• _Your instructions_
Pick up the piece below about the second side of Wishbone Ash's album Argus and keep writing from the point where it stops.

• _Text_
———

The Mediaeval-themed concept takes up the whole of the second half of the album. Ted takes the heavier, bluesy lead on The King Will Come with the intro describing the sound of troops approaching battle. This is the heaviest track on the album and features some tremendous, heavy bass lines from Martin, a great canvass for Ted’s pedal effects in his mid-track solo. The tight rhythm section is completed by drummer Steve Upton, who is outstanding throughout the album and here adds an atmospheric military beat on his snare drum.
“The King Will Come is almost straight out of the bible,” Martin says. “It’s not me preaching, it’s me just pondering a religious concept with which I neither agree nor disagree, I’m just putting it out there. Unusually, because I got stuck after I had written the first verse and the chorus, which said it all, really, I couldn’t come up with anything for a second verse.
“I asked Steve Upton to help me out and he came up with ‘The chequer board of nights and days’, which I think comes from a Muslim book by the prophet Omar Khayyám. So, it is a multi-faith song.”
Leaf and Stream is the quietest track on Argus, with Andy’s lead interweaving with Ted’s delicate counter melody.
“Steve wrote the lyrics for Leaf and Stream based on a song that I’d written for the second album,” said Martin. “We edited out the vocal and just used it as an instrumental (Alone) but it was a very similar lyric, sitting by the side of the stream contemplating life. Steve did a great job and it’s a really lovely track.”
Side two of the (original vinyl) album would become a feature of Wishbone Ash’s live gigs, albeit without Leaf and Stream, for many years, focusing on the Mediaeval-rock trilogy.
Andy and Ted share the guitar lead on Warrior over Martin’s restrained bass. Here is one of the most powerful rock tracks in the entire Wishbone Ash back catalogue.
“With the Argus material, in particular, there were big themes that I’d been pondering for quite a long time and meant to deal with. Warrior is about men, dictators and power-mongers making war and harnessing the energy of young men. That’s been going on since the beginning of time.”

———

• _Information given_

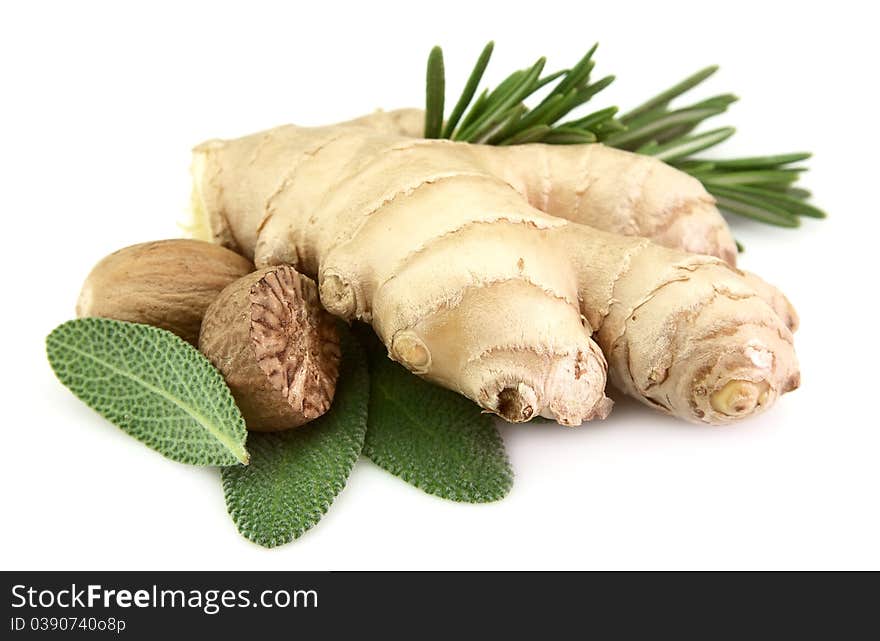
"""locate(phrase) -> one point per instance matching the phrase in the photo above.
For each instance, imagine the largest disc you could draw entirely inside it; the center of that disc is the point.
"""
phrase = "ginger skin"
(474, 288)
(609, 189)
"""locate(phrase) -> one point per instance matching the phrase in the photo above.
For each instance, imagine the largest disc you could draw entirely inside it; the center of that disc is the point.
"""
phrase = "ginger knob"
(276, 346)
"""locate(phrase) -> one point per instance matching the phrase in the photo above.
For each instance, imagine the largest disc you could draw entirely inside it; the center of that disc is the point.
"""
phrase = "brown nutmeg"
(276, 346)
(166, 283)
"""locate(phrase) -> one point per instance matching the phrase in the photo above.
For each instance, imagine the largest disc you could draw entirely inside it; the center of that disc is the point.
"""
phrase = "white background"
(100, 106)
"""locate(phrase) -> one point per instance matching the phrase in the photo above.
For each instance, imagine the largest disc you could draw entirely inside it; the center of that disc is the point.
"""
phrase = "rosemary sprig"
(761, 188)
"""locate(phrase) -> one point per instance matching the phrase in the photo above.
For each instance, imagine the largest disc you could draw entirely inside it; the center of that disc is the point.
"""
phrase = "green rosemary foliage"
(761, 188)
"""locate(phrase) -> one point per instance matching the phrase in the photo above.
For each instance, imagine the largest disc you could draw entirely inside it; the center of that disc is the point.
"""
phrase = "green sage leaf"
(153, 385)
(294, 476)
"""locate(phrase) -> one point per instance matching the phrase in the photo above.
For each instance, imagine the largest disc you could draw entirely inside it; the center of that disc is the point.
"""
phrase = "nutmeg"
(166, 283)
(277, 348)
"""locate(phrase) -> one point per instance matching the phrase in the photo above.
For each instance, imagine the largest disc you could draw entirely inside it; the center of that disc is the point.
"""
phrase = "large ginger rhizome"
(474, 267)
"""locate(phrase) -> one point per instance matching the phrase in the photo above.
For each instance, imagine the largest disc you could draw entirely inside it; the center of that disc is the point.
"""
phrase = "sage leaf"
(295, 475)
(431, 437)
(153, 385)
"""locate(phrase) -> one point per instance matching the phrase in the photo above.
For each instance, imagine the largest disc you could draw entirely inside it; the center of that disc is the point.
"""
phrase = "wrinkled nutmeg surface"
(276, 346)
(166, 283)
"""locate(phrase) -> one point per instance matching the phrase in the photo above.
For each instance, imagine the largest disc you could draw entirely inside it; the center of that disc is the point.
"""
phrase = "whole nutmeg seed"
(277, 348)
(166, 283)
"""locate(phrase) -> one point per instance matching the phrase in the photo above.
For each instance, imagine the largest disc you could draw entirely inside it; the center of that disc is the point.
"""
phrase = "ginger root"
(609, 189)
(471, 285)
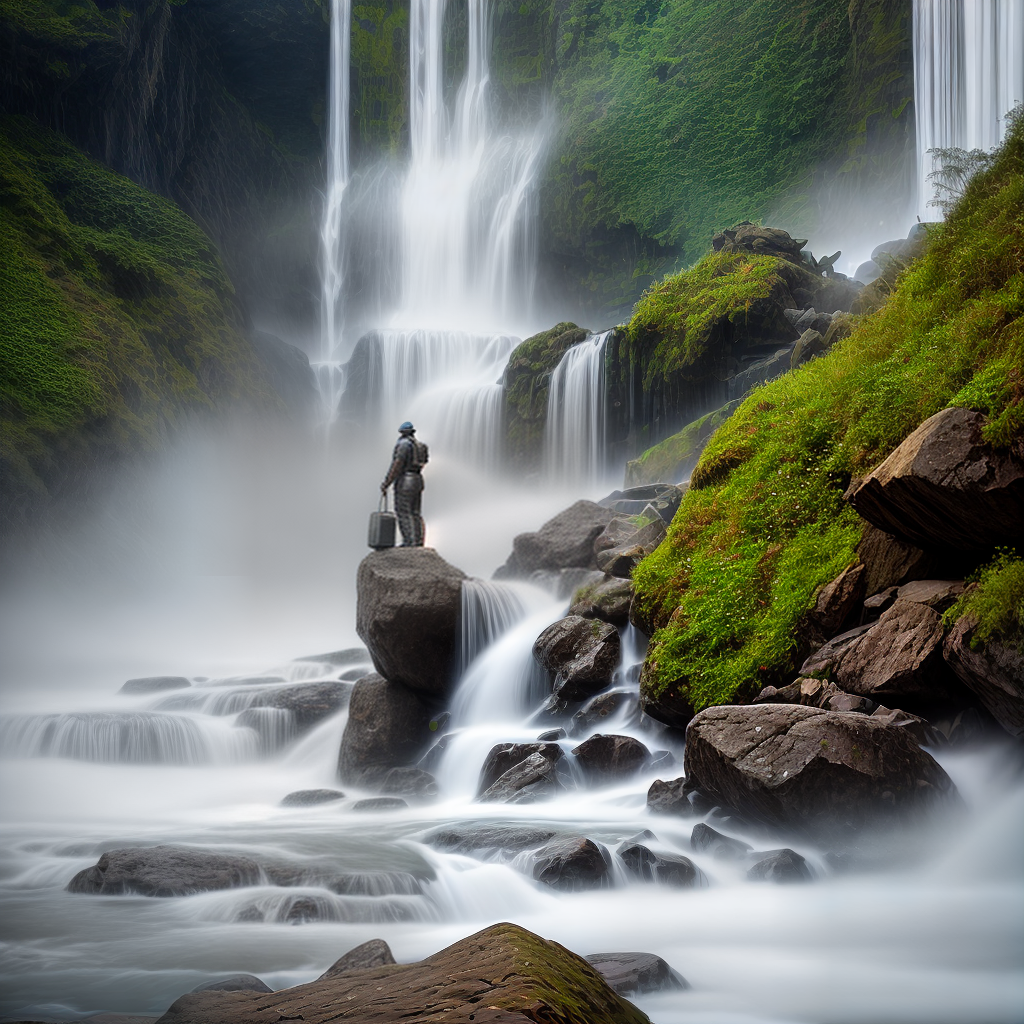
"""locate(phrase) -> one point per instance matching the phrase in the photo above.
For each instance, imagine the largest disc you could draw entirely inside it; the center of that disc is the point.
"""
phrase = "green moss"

———

• _In response_
Throw Down the Sword brings the Argus saga to a wonderfully glorious conclusion. “I wrote Throw Down the Sword as a reaction to Warrior so people didn’t just think ‘Oh, this guy is advocating war,’ to give it a balance,” Martin explains. “It is almost a hymn like when I was a young lad in the church choir, that’s a nice tune.”
Andy takes principal lead for the beginning of the track but the interweaving of Andy and Ted, through the latter stages, is something to behold, quite majestic, as here was a band at the very peak of its powers.
“It was like giving birth,” Martin concluded. “I had put my heart and soul into that album and, when I finally heard the play-back in the control room, it was such a huge relief it sounded magnificent, like I wanted it to sound and, I couldn’t stop myself, it actually made me cry.”
TRACK LISTING
Side One
01. Time Was (9:42)
02. Sometime World (6:55)
03. Blowin’ Free (5:17)
Side Two
01. The King Will Come (7:06)
02. Leaf and Stream (3:55)
03. Warrior (5:53)
04. Throw Down the Sword (5:55)
Total Time – 44:43
MUSICIANS
Martin Turner – Bass Guitar, Vocals
Andy Powell – Lead (all tracks except 4), Harmony Lead, Rhythm & Acoustic Guitars, Vocals
Ted Turner – Lead (tracks 2, 3, 4, 6), Slide (track 3), Harmony Lead, Rhythm & Acoustic Guitars, Vocals
Steve Upton – Drums (all tracks except 5), Percussion
~ With:
John Tout – Organ (Throw Down the Sword)
ADDITIONAL INFO
Record Label: Decca
Catalogue#: LP 75437
Country of Origin: U.K.
Date of Release: 8th May 1972
Argus was produced by Derek Lawrence who produced the first three albums for Deep Purple and the first Wishbone Ash albums, returning for No Smoke Without Fire in 1978.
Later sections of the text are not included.